# What needs to be done
Repeat the records below exactly.

# Provided data
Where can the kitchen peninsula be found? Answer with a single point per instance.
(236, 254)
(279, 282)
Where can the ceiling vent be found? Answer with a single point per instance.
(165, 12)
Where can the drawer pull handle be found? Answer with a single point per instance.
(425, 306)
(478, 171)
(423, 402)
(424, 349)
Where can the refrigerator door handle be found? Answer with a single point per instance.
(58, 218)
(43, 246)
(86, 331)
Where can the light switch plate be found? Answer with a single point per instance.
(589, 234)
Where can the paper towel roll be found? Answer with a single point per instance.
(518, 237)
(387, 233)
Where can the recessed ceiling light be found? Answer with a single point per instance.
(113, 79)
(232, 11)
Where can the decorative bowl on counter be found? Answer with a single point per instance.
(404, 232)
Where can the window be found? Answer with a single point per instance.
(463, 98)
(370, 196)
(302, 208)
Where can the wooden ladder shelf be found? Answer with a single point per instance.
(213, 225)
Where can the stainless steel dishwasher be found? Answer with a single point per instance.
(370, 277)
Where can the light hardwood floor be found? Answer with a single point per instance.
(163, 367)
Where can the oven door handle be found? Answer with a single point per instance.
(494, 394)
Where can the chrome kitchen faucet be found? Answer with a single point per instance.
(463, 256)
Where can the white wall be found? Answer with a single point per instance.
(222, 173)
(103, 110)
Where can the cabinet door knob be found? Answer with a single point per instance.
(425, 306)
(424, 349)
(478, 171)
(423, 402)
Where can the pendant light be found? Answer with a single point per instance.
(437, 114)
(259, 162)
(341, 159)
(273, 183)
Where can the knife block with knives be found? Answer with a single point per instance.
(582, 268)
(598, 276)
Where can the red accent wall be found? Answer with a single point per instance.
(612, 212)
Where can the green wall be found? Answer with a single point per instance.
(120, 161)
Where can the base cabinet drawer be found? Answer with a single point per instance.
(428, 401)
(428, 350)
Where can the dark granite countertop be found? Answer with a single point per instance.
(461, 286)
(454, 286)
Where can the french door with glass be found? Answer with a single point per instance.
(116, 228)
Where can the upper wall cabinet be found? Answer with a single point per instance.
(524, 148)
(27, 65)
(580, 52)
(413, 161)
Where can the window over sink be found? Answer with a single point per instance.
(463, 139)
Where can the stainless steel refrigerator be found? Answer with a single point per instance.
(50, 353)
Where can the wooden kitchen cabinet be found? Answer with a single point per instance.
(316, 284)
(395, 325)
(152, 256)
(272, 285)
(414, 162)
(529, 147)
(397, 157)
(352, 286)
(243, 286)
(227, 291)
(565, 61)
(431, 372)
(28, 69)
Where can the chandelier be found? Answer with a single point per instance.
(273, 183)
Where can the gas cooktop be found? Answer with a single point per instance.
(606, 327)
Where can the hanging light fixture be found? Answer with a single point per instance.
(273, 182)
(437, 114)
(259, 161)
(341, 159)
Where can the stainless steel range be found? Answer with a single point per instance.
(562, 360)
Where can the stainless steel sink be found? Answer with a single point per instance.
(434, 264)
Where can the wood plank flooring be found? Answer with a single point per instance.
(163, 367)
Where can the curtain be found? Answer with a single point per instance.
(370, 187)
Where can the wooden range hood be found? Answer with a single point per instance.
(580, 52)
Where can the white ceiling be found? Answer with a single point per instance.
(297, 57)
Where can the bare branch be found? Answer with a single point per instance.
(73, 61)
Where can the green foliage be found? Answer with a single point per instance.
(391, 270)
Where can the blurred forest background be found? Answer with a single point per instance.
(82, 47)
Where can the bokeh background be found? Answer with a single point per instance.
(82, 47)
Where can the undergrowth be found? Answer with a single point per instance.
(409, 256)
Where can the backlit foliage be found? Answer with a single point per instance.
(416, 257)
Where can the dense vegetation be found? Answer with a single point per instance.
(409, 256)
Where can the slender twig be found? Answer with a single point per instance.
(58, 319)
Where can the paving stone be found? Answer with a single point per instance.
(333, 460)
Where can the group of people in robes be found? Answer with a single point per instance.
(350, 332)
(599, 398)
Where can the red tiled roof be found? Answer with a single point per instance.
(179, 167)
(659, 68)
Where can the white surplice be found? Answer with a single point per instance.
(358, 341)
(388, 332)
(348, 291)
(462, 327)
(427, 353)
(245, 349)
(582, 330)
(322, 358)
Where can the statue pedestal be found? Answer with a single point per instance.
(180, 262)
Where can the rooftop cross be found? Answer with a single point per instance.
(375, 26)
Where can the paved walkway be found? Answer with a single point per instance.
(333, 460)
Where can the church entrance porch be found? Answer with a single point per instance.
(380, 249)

# Task response
Where can the kitchen peninsula be found? Answer with a single point per instance.
(236, 254)
(279, 282)
Where can the ceiling vent be found? Answer with a single point per instance.
(165, 12)
Where can the drawer pull handle be found? Answer with a single point per instance.
(425, 306)
(478, 171)
(423, 402)
(424, 349)
Where can the refrigerator door handle be found? Answer with a single point per instance.
(58, 218)
(43, 246)
(86, 331)
Where can the light switch plate be found? Answer with a single point per instance.
(589, 234)
Where can the paper towel roll be found? Answer with a single point per instance.
(518, 237)
(387, 233)
Where can the recessed ceiling light be found? Answer with a single point per instance.
(113, 79)
(232, 11)
Where can the decorative bowl on counter be found? Answer with a single point per instance.
(404, 232)
Where can the window be found? Answer with a single point per instance.
(463, 98)
(370, 196)
(302, 208)
Where can the wooden ladder shelf be found? Answer with a single point per instance.
(213, 225)
Where can the stainless steel dishwasher be found? Answer with a single point per instance.
(370, 277)
Where can the light hardwood floor be found? Answer with a single point per instance.
(163, 367)
Where can the oven door handle be found? Answer with a single point per instance.
(494, 394)
Where can the chrome kitchen faucet be found? Answer with a single point per instance.
(463, 256)
Where can the white wall be found? Answer with a single point per instance.
(222, 173)
(103, 110)
Where can the cabinet door knob be found? Answer with a single point per instance.
(425, 306)
(424, 349)
(478, 171)
(423, 402)
Where can the pendant light be found? Answer with a single point per instance.
(437, 114)
(259, 162)
(341, 159)
(273, 183)
Where can the knife block with knives be found? Answer with a single point per instance.
(582, 268)
(598, 276)
Where can the red accent wall be found? Answer with a single point per instance.
(612, 212)
Where can the green wall be found? Answer with a single point per instance.
(120, 161)
Where can the base cabinet drawer be found? Answer with a single point per instance.
(428, 401)
(428, 350)
Where can the dark granite countertop be found? Answer with a single point per instance.
(461, 286)
(454, 286)
Where can the french door with glass be found? Answer with a single point per instance.
(116, 228)
Where can the upper wall cabinet be found? Answer with a single point per instance.
(524, 148)
(27, 65)
(580, 52)
(413, 161)
Where can the window over sink be found? Answer with a single point per instance.
(463, 139)
Where can the stainless steel refrigerator be found? Answer with a single point per instance.
(50, 353)
Where can the wooden kitchen cabinet be found? Answer with a single point per instance.
(316, 284)
(395, 325)
(152, 256)
(272, 285)
(414, 162)
(529, 147)
(397, 157)
(352, 286)
(243, 286)
(227, 291)
(565, 61)
(431, 372)
(28, 69)
Where can the chandelier be found? Answer with a single point per instance.
(273, 183)
Where can the gas cooktop be found? Answer with a single point per instance.
(606, 327)
Where can the hanging light fixture be found? Answer with a single point per instance.
(273, 182)
(437, 114)
(259, 161)
(341, 159)
Where can the stainless steel range be found? Answer with a single point per instance.
(562, 360)
Where can the stainless steel sink be found? Answer with a single point per instance.
(434, 264)
Where can the wood plank flooring be found? Answer with a single point per instance.
(163, 367)
Where can the curtain be found? Answer with a single point per instance.
(370, 187)
Where can the wooden range hood be found? Answer with a single point per instance.
(580, 52)
Where can the white ceiling be found? Answer with a single point per instance.
(297, 57)
Where can the bare branch be found? Answer with a single point per instance.
(73, 61)
Where can the green foliage be found? Answer with a single point per instance.
(391, 270)
Where can the blurred forest background be found? Answer with a single point per instance.
(82, 47)
Where can the bokeh background be found? Answer with a single point per instance.
(82, 47)
Where can the undergrowth be found? Answer with a single point per instance.
(409, 256)
Where can the backlit foliage be found? Answer with a single point per instance.
(416, 257)
Where can the dense vegetation be found? Answer with a single point per instance.
(409, 256)
Where can the slender twig be found? Answer with a single point per instance.
(58, 319)
Where can the paving stone be found? Answer with a single point per instance.
(333, 460)
Where can the group of people in robes be found? Answer with a single point per instance.
(350, 332)
(599, 398)
Where can the red tiled roof be found? Answer with a single point per instance.
(179, 167)
(659, 68)
Where can the white surplice be found? Answer with a single point per instance.
(358, 341)
(388, 332)
(348, 291)
(462, 327)
(427, 353)
(245, 349)
(582, 330)
(322, 358)
Where can the statue pedestal be found? Answer with a single point per instance.
(180, 262)
Where can the rooftop cross be found? Answer with a single point per instance.
(375, 26)
Where can the paved walkway be found? Answer with a single point per instance.
(333, 460)
Where can the church entrance porch be found? Answer with a single point per instance.
(380, 249)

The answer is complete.